━━━━━ Testo estratto ━━━━━
Tra le mille ricette economiche di queste ore (dentiere e pensioni comprese) ne intravede qualcuna adeguata alle sfide?

No.

Pure Draghi quindi si è allineato a questo andazzo nel pur breve periodo di governo?

Il governo Draghi non è poi stato tanto breve. È, per durata, il diciottesimo governo della Repubblica, è durato grosso modo quanto il governo Monti. Sicuramente è stato molto importante per la campagna vaccinale: affidarla al generale Figliuolo è stato un lampo di genio. Ma sulla finanza pubblica il governo Draghi non ha stretto i cordoni della borsa, ha anzi assecondato volontà e ambizioni della maggioranza che lo sosteneva. È chiaro che le condizioni erano, sotto il profilo politico, complicate. Si tende a pensare che una maggioranza così ampia faccia sì che destra e sinistra mettano da parte le loro bandiere elettorali per fare il bene del paese. In realtà gli uni e gli altri difendono disperatamente le spese che vanno a vantaggio dei gruppi di interesse a loro prossimi. Ma è anche vero che l’anno scorso si è persa una grande occasione. L’economia cresceva al 6 per cento, se non metti sotto controllo le finanze pubbliche in una fase espansiva quando lo fai?
━━━━━ Voci fornite ━━━━━
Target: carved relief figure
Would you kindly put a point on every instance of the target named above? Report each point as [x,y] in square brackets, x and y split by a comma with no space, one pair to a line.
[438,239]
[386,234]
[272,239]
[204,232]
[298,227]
━━━━━
## Prova tu
Indica se ciascuna affermazione concorda con il testo sul governo Draghi, rispondendo sì o no e citando le parole del testo che lo dimostrano.
1. Il governo Draghi è durato più o meno quanto il governo Monti.
2. Sulla finanza pubblica il governo Draghi ha stretto i cordoni della borsa.
3. L'anno scorso l'economia cresceva al 6 per cento.

## Risultato
1. Sì: «è durato grosso modo quanto il governo Monti»
2. No: «sulla finanza pubblica il governo Draghi non ha stretto i cordoni della borsa»
3. Sì: «L’economia cresceva al 6 per cento»